Work required: Reproduce the text of the material below word for word, and leave out the pictures.

Task material:
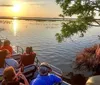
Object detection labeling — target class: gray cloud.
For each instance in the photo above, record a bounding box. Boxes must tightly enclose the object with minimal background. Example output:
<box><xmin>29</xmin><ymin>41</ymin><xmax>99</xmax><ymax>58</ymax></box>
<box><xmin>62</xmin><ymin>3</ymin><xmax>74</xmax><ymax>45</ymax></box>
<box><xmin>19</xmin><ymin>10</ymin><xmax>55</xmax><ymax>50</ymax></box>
<box><xmin>0</xmin><ymin>4</ymin><xmax>13</xmax><ymax>7</ymax></box>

The solution:
Object detection labeling — target class: gray cloud.
For each instance in the photo above, record a bounding box. Boxes must tightly enclose the object with minimal background. Example output:
<box><xmin>29</xmin><ymin>41</ymin><xmax>99</xmax><ymax>58</ymax></box>
<box><xmin>62</xmin><ymin>3</ymin><xmax>74</xmax><ymax>45</ymax></box>
<box><xmin>19</xmin><ymin>10</ymin><xmax>55</xmax><ymax>50</ymax></box>
<box><xmin>0</xmin><ymin>4</ymin><xmax>13</xmax><ymax>7</ymax></box>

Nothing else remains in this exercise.